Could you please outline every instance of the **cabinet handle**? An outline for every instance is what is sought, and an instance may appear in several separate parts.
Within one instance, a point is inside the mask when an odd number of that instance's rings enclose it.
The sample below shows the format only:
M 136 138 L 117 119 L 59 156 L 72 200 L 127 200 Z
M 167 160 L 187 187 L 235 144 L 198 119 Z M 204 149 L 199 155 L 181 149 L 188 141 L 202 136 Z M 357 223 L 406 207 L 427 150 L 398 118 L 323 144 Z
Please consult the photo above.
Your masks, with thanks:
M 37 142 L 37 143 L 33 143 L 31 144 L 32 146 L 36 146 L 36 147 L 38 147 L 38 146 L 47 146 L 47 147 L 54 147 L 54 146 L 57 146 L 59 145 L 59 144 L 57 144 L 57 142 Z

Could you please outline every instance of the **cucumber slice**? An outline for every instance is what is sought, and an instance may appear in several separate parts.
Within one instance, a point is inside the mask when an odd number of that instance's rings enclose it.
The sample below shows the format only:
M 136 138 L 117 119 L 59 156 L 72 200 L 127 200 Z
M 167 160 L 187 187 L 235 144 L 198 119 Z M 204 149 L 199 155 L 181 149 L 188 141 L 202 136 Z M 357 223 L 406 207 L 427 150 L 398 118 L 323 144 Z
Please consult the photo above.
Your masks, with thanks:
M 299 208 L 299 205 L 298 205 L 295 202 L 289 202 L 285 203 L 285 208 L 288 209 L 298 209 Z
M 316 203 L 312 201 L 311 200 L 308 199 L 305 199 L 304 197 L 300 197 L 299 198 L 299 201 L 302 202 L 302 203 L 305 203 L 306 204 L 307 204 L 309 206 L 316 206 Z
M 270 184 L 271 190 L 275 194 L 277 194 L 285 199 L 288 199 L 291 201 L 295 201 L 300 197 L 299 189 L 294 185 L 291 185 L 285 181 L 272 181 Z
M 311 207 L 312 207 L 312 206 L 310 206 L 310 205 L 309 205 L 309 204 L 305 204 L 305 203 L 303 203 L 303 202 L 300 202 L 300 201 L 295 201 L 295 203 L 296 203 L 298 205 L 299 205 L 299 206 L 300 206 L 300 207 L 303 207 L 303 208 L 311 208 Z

# Aim:
Please copy out the rows from the line holding "Could you please outline every instance of the **cucumber" through the line holding "M 299 208 L", inclusive, adding 118 to every coordinate in the answer outlines. Keep the request wording and its format samples unchanged.

# Task answer:
Could you please outline every instance of the **cucumber slice**? An outline for every instance is what is sought, and an instance may appear in several separate parts.
Within one instance, a point is inside the mask when an odd number of that instance's rings enclose it.
The sample below shows the format only:
M 136 138 L 117 119 L 59 156 L 72 200 L 127 200 Z
M 167 160 L 187 187 L 235 144 L 198 119 Z M 204 149 L 199 155 L 181 149 L 188 141 L 202 136 Z M 357 223 L 406 207 L 427 150 L 398 118 L 323 144 Z
Please consult the photo above.
Your masks, with thanks:
M 417 326 L 417 323 L 416 323 L 413 320 L 407 320 L 403 321 L 403 326 L 406 327 L 416 327 Z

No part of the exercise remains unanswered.